The Metropolitan City of Catania () is a metropolitan city in Sicily, southern Italy. Its capital is the city of Catania. It replaced the Province of Catania and comprises the city of Catania and other 57 municipalities (comuni).

History
It was first created by the reform of local authorities (Law 142/1990) and then established by the regional law 15 August 2015.

Geography

Territory
The metropolitan city borders with the Metropolitan City of Messina (the former Province of Messina), the Province of Enna, the Province of Syracuse, the Province of Ragusa and the Province of Caltanissetta. Part of its territory includes the Metropolitan area of Catania.
 
The Metropolitan City faces the Ionian Sea to the east, the Metropolitan City of Messina to the north, the Province of Enna and the Province of Caltanissetta to the west, the Province of Siracusa and the Province of Ragusa to the south. Mount Etna, Europe's largest active volcano, is located in the province.
****************************************
Given request 1 — Can you rewrite the entries from the line containing "[tag] chrome cabinet pull: a pin per instance" down through the end of the entries, with "dark hardwood floor" replaced by "dark oak floor" and everything else left unchanged?
****************************************
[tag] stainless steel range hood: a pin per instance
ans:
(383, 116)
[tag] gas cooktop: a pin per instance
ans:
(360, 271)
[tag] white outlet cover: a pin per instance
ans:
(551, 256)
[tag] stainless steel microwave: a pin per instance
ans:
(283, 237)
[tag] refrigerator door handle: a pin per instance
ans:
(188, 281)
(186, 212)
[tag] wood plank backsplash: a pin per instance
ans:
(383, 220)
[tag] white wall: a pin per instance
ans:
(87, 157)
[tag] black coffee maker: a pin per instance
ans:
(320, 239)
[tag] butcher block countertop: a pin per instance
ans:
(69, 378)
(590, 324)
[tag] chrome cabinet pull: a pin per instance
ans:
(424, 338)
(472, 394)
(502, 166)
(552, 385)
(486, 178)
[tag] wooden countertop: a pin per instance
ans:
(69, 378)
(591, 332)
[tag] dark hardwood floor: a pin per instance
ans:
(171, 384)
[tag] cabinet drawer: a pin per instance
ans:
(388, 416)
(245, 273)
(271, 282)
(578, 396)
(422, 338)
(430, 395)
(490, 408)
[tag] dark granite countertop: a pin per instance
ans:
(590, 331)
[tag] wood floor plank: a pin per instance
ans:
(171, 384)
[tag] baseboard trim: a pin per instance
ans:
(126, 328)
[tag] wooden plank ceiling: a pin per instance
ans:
****************************************
Given request 2 — What comes next in the text on the Metropolitan City of Catania? Continue it from its last sentence.

Response 1 —
[tag] chrome cabinet pull: a pin per instance
ans:
(424, 338)
(472, 394)
(502, 166)
(552, 385)
(486, 178)
[tag] wooden countertop: a pin per instance
ans:
(69, 378)
(591, 332)
[tag] dark oak floor: a pin per instance
ans:
(171, 384)
[tag] cabinet drawer: a pin per instance
ans:
(388, 416)
(245, 273)
(271, 282)
(578, 396)
(422, 338)
(430, 395)
(490, 408)
[tag] dark granite countertop: a pin per instance
ans:
(590, 331)
[tag] wood floor plank: a pin per instance
ans:
(171, 384)
[tag] baseboard trim: a pin per instance
ans:
(126, 328)
[tag] wooden plank ceiling: a pin per instance
ans:

Response 2 —
Municipalities

 Aci Bonaccorsi
 Aci Castello
 Aci Catena
 Aci Sant'Antonio
 Acireale
 Adrano
 Belpasso
 Biancavilla
 Bronte
 Calatabiano
 Caltagirone
 Camporotondo Etneo
 Castel di Iudica
 Castiglione di Sicilia
 Catania
 Fiumefreddo di Sicilia
 Giarre
 Grammichele
 Gravina di Catania
 Licodia Eubea
 Linguaglossa
 Maletto
 Maniace
 Mascali
 Mascalucia
 Mazzarrone
 Militello in Val di Catania
 Milo
 Mineo
 Mirabella Imbaccari
 Misterbianco
 Motta Sant'Anastasia
 Nicolosi
 Palagonia
 Paternò
 Pedara
 Piedimonte Etneo
 Raddusa
 Ragalna
 Ramacca
 Randazzo
 Riposto
 San Cono
 San Giovanni la Punta
 San Gregorio di Catania
 San Michele di Ganzaria
 San Pietro Clarenza
 Sant'Agata li Battiati
 Sant'Alfio
 Santa Maria di Licodia
 Santa Venerina
 Scordia
 Trecastagni
 Tremestieri Etneo
 Valverde
 Viagrande
 Vizzini
 Zafferana Etnea

Government

List of Metropolitan Mayors of Catania

Transportation
There are many major roads that cross the territory of the province. The S.S 114 (Messina-Catania-Siracusa) links many of the coastal towns from Messina to Siracusa, the S.S 121 (Catania-Caltanissetta-Palermo), which links the east coast to Palermo through the major towns of Misterbianco, Paternò and Adrano. The S.S 417 (Catania-Gela) links Catania to the towns of Gela and Caltagirone. There are also the A18 Messina-Catania and A19 Catania-Palermo motorways that pass through the province.

The S.S 114 and S.S 192 (Catania-Enna) start from the Catania by pass whilst the SS.514 runs through the southern part of the province and connects to Ragusa. 

The main railroad is that connecting Messina to Syracuse.

Ferries are active from the port of Catania to Livorno, Malta and Naples.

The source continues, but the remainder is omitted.